▸ Source excerpt
* * * * * * * * *
Playing in the “Concorso Cineasti del presente” section, Paul Bo Rappmund’s Tectonics and Fang Song’s Memories Look at Me constitute two more major works at the festival. For those familiar with Rappmund’s Psychohydrography (2010), the James Benning understudy again applies his method of animated digital single frame photography, but this time applies it to images along the USA/Mexican border. The results are even more effective this time around, with compositions that bring out nature’s mocking of the arbitrariness of borders. Aesthetically gorgeous, Tectonics shows us a world that paints itself and makes that which we seemingly grasp, the daily cycle of things, strange to us. Some may recognize Fang Song from Hou Hsiao-Hsien’s 2007 masterpiece Flight of the Red Balloon. She writes, directs and stars in Memories Look at Me, a maturely directed family drama, miniscule in its scale but moving in its intimacy and expert naturalism. Some of her talents surely have been inherited from the work of Hou as well as Jia Zhangke, who also produced the film. Song’s long, still takes gather weight in their patience.
* * * * * * * * *
▸ Data section
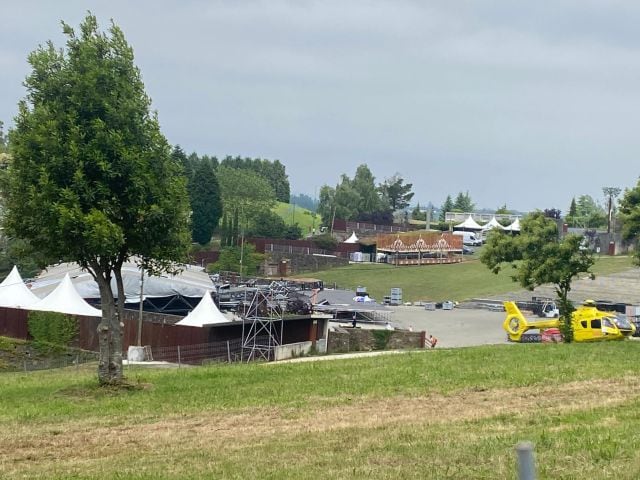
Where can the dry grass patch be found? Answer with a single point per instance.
(90, 445)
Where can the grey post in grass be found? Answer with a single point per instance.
(526, 463)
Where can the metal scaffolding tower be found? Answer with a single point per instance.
(262, 324)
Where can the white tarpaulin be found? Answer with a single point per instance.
(191, 282)
(14, 293)
(66, 299)
(514, 227)
(352, 238)
(205, 313)
(470, 224)
(493, 223)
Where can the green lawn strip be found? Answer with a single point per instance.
(595, 443)
(42, 397)
(461, 281)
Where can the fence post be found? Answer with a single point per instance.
(526, 464)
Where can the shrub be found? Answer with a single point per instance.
(52, 331)
(381, 338)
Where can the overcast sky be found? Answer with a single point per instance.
(526, 104)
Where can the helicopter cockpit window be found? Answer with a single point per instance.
(622, 321)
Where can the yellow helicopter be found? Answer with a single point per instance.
(589, 324)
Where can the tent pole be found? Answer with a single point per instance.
(139, 342)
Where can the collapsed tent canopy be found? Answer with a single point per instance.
(491, 224)
(352, 239)
(469, 224)
(514, 227)
(66, 299)
(191, 282)
(14, 293)
(205, 313)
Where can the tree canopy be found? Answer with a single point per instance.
(396, 193)
(586, 213)
(630, 215)
(272, 171)
(537, 256)
(92, 179)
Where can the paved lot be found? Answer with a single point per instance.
(453, 328)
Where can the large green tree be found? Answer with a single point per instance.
(538, 256)
(396, 192)
(272, 171)
(92, 179)
(447, 206)
(630, 216)
(206, 203)
(586, 213)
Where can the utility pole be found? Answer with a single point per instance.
(139, 342)
(610, 193)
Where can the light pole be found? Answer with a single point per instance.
(611, 193)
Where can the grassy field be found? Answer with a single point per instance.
(462, 281)
(294, 214)
(436, 414)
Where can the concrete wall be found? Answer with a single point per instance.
(360, 340)
(293, 350)
(298, 263)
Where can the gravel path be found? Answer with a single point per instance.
(453, 328)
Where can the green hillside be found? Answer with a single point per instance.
(430, 414)
(292, 214)
(462, 281)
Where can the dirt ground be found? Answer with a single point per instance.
(459, 327)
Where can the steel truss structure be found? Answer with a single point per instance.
(262, 324)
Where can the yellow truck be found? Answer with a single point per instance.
(589, 324)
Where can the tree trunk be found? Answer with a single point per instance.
(109, 336)
(566, 310)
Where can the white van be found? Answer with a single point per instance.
(469, 238)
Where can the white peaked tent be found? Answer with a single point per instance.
(469, 224)
(205, 313)
(493, 223)
(514, 227)
(66, 299)
(14, 293)
(352, 238)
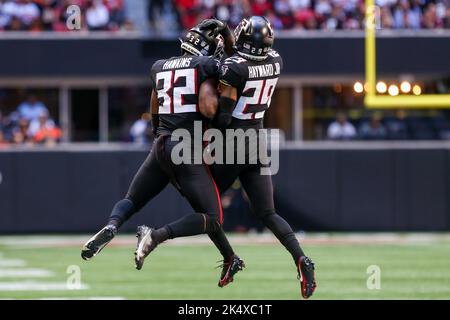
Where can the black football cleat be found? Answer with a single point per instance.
(95, 244)
(144, 246)
(229, 269)
(305, 268)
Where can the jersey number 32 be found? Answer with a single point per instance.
(171, 94)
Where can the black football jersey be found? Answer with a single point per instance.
(177, 82)
(255, 82)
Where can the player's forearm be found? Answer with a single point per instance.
(154, 109)
(208, 98)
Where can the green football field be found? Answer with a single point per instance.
(406, 266)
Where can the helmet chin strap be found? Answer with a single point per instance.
(190, 49)
(251, 57)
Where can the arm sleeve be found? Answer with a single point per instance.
(210, 68)
(153, 76)
(230, 75)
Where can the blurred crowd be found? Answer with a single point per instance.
(396, 126)
(52, 15)
(29, 124)
(306, 14)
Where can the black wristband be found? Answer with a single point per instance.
(226, 32)
(155, 122)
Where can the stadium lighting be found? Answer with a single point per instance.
(405, 87)
(381, 87)
(371, 99)
(417, 90)
(393, 90)
(358, 87)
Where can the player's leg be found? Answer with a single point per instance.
(198, 187)
(224, 176)
(259, 189)
(149, 181)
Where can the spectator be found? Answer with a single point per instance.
(20, 133)
(31, 109)
(97, 15)
(51, 15)
(43, 121)
(373, 129)
(341, 129)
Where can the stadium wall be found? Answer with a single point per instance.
(317, 189)
(303, 55)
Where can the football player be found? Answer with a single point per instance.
(247, 81)
(180, 96)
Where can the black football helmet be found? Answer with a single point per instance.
(199, 42)
(254, 38)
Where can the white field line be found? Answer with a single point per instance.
(11, 263)
(50, 241)
(38, 286)
(25, 273)
(83, 298)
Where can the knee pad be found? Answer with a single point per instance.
(264, 214)
(212, 223)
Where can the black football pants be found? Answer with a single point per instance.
(259, 190)
(194, 181)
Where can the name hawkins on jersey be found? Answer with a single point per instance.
(265, 70)
(177, 63)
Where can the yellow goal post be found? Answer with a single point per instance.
(374, 101)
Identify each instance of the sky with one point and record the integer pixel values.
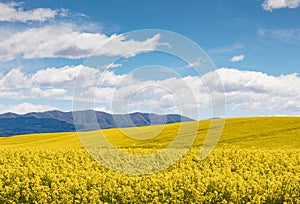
(201, 59)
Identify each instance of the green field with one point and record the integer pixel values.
(257, 160)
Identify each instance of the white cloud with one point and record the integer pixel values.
(290, 35)
(15, 78)
(112, 65)
(65, 40)
(12, 12)
(26, 108)
(269, 5)
(238, 58)
(244, 90)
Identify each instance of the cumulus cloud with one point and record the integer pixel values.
(65, 40)
(25, 108)
(238, 58)
(269, 5)
(13, 12)
(244, 90)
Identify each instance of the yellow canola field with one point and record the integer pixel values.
(257, 160)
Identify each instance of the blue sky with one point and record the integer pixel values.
(254, 45)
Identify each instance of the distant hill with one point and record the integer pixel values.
(57, 121)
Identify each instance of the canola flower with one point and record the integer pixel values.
(229, 175)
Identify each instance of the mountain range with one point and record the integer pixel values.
(58, 121)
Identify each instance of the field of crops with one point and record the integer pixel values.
(257, 160)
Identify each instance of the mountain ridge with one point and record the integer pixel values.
(85, 120)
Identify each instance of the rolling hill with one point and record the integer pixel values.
(57, 121)
(258, 132)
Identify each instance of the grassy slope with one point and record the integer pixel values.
(260, 132)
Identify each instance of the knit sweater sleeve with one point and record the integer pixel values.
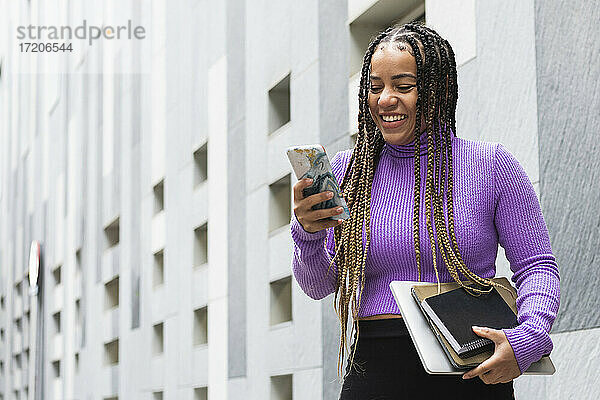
(523, 234)
(313, 252)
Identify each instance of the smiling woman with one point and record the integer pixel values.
(393, 95)
(407, 102)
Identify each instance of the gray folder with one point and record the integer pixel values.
(430, 350)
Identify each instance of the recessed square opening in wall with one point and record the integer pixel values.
(159, 196)
(56, 275)
(201, 164)
(78, 311)
(200, 333)
(201, 245)
(56, 368)
(280, 203)
(78, 261)
(158, 339)
(201, 393)
(378, 17)
(111, 290)
(56, 322)
(281, 387)
(159, 268)
(111, 352)
(279, 104)
(111, 234)
(281, 300)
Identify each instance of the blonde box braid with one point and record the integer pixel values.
(437, 98)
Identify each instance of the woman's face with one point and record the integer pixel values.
(393, 94)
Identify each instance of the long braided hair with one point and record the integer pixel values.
(437, 96)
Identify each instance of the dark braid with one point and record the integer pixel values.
(437, 98)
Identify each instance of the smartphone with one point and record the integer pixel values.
* * * * * * * * *
▸ Stated goal
Resume the festival film review after its last sentence, picking up from the remark about Song's long, still takes.

▸ Response below
A memorable midnight screening took place at the Piazza Grande, of Ben Wheatley’s follow-up to last year’s rightly renowned Kill List. With the director in close proximity to me in the audience, in the cool night air of Locarno, I got to take in Sightseers, a refreshing viewing at roughly the halfway point of the festival. After Berberian Sound Studio, which was, as I wrote in the last post, a good film, I was nevertheless disappointed in the film’s lack of tension, and Wheatley assured me of his adeptness in this category. His bag of tricks is simple but he knows how to use it, and even if Sightseers does not even begin to approach the batshit insanity of Kill List, it’s another intense and strange addition to Wheatley’s oeuvre. Chris and Tina are the perfect, happy couple, embarking on a caravan road trip to check out a series of tourist attractions, but after one person they encounter ends up dead, something is clearly off, and when bodies continue to drop, this is all but confirmed—but why should that get in the way of such a pleasant vacation? This is another instance where keeping mum is in benefit of the reader, but suffice to say Sightseers is an ideal midnight movie, and an uncomfortably fun one at that.